# START OF Data shown
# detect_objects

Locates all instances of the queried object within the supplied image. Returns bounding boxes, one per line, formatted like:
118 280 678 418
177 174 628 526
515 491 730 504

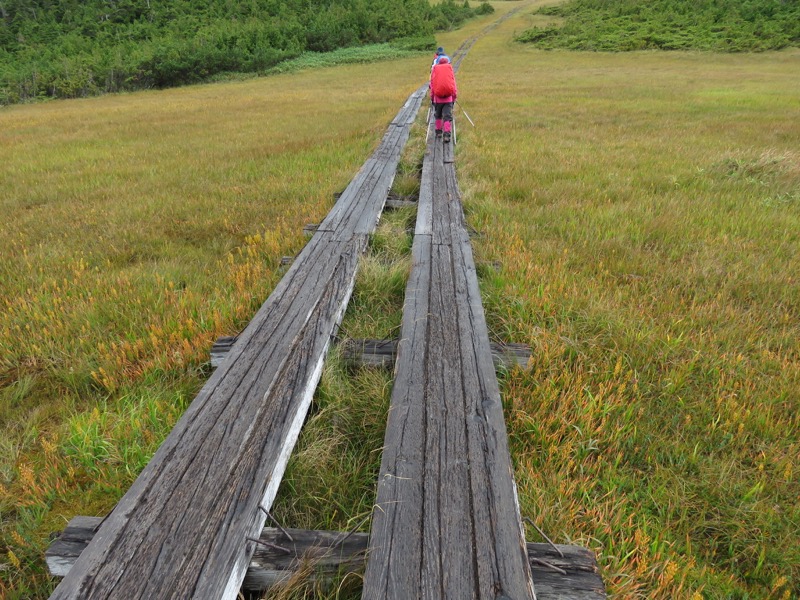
# END OF Data shown
* _Written problem_
Print all the entries above line for line, without the pictures.

* _Completed task_
# detect_objects

Locates all instances of the queried object within the supplied image. Returns bounding boxes, one per line, formatted like:
118 280 678 418
177 174 628 526
515 491 730 504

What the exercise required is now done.